Problem details:
In the entries below, find each line with the word "toasted" and return it.

Data for this exercise:
··········

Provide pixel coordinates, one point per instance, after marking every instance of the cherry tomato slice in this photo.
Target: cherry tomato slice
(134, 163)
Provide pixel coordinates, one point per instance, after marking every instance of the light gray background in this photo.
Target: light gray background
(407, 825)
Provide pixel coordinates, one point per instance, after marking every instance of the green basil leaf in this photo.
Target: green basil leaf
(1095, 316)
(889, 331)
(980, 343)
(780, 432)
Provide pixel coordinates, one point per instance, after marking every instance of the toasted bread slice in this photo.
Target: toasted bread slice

··········

Expected answer:
Provide pixel coordinates, one point per instance, after marking every instance of the toasted bread slice in this photo.
Target: toasted bread slice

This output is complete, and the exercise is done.